**Problem details:** Reproduce the data in its entirety, exactly as supplied.

**Data supplied:**
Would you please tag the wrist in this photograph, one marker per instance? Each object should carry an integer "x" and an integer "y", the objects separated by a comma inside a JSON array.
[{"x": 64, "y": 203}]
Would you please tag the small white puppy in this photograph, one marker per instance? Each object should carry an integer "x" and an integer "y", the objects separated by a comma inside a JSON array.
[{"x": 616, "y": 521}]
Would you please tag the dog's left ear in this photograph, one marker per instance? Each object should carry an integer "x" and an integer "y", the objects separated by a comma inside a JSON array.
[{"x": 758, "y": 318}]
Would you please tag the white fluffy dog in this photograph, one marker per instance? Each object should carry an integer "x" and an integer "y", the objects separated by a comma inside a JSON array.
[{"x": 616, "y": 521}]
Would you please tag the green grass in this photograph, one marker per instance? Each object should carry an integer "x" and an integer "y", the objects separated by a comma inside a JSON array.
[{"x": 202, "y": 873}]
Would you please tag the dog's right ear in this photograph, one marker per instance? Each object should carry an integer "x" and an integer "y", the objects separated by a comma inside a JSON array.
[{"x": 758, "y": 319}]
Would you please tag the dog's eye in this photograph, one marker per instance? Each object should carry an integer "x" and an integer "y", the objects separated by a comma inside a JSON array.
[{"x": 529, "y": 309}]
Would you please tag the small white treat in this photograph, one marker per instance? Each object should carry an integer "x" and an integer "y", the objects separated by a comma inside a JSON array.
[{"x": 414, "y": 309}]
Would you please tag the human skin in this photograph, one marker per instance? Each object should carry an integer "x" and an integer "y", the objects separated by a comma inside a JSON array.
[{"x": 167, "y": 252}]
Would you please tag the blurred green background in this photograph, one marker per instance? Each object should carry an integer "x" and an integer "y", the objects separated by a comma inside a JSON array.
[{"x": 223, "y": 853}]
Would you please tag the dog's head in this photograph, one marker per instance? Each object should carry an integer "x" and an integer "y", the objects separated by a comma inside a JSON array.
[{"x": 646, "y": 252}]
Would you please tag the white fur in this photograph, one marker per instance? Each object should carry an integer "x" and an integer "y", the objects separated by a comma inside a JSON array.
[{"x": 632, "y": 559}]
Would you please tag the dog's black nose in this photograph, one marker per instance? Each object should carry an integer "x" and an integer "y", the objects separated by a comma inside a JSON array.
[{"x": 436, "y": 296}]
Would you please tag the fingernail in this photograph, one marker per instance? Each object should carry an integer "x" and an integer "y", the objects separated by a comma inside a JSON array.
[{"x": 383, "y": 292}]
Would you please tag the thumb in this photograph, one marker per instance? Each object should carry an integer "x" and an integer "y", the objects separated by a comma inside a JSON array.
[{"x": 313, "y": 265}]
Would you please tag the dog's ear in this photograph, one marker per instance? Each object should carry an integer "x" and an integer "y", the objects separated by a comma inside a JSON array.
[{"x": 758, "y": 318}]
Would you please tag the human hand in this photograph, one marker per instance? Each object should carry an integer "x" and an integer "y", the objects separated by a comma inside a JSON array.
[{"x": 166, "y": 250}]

**Reply to the exercise:**
Would you please tag the wrist in this photograph, one marker per instance? Each object should carry an integer "x" and an integer "y", the objects separated by a comma inside a JSON array.
[{"x": 64, "y": 203}]
Would you please tag the small white puppy in this photograph, one marker per instance? Each object should carry an integer "x" and an integer "y", the objects separated by a comma inside a JSON array.
[{"x": 616, "y": 521}]
Would you please tag the dog's left ear in this photograph, one marker per instance? Each object should carry an integer "x" and an integer "y", the objects separated by a comma inside a JSON array.
[{"x": 758, "y": 318}]
Would you please tag the white fluffy dog in this photograph, one marker per instance? Each object should carry an integer "x" and an integer "y", the objects separated by a comma inside a JSON array.
[{"x": 616, "y": 521}]
Would you please tag the green grass in this photograph, one marker per instance? Each object should carry an integer "x" and an integer "y", the objects separated by a comma inside a JSON array.
[{"x": 202, "y": 873}]
Would you please tag the dog's right ear in this photograph, one marker per instance? Each object should carry an integer "x" and an integer "y", the objects separated by a comma inside a JSON array.
[{"x": 758, "y": 319}]
Would you please tag the dog's eye in this photograph, one marker per instance? Each object should carry an integer "x" and an integer "y", the objects separated by a comma inside a JSON array.
[{"x": 529, "y": 309}]
Would you please tag the small white treat in this photograph, one marker per instance? Each object should carry an integer "x" and an integer "y", the objects separated by a comma inside a JSON array.
[{"x": 414, "y": 309}]
Would you please tag the human skin in this photograph, one marker per instance? Each object should carry an integer "x" and an integer "y", the objects separated by a comma inside a JSON array.
[{"x": 167, "y": 252}]
Would you please tag the blurred green background in this photograph, one marker per instance? Each object should carry an integer "x" and an integer "y", the objects separated by a comma inside a JSON array.
[{"x": 223, "y": 853}]
Would you please tag the dog's head in this photograph, one marker per instance? Each object should carry an integer "x" and an integer "y", the objects separated by a comma inside a JSON array.
[{"x": 646, "y": 252}]
Would you please tag the white fur in this photograph, one marker per instance? Each object should carry an integer "x" and an integer "y", the objects separated by a comma inside a JSON array.
[{"x": 632, "y": 559}]
Would you please tag the dog's black nose in this photograph, one marker per instance? Each object should carry an integer "x" and an integer "y", the objects separated by a comma inside a JSON array.
[{"x": 436, "y": 296}]
Would you please tag the fingernail in this photograph, one marker per instance? Each object should carry an integer "x" and an integer "y", the objects separated by a comma inside a JSON array.
[{"x": 383, "y": 292}]
Would you please tag the thumb in this photograph, one marker per instance? Each object should carry an integer "x" and an integer "y", the objects separated by a comma inside a JSON array.
[{"x": 313, "y": 265}]
Would you please tag the dog's ear in this photograph, one marker per instance? Each object should carry an integer "x" and an integer "y", the objects separated by a comma inside a JSON array.
[{"x": 758, "y": 318}]
Would you please tag the human hand in this photograph, one marker per instance? Each object should carry an integer "x" and an integer "y", the objects separated by a comma inside a JSON array.
[{"x": 166, "y": 250}]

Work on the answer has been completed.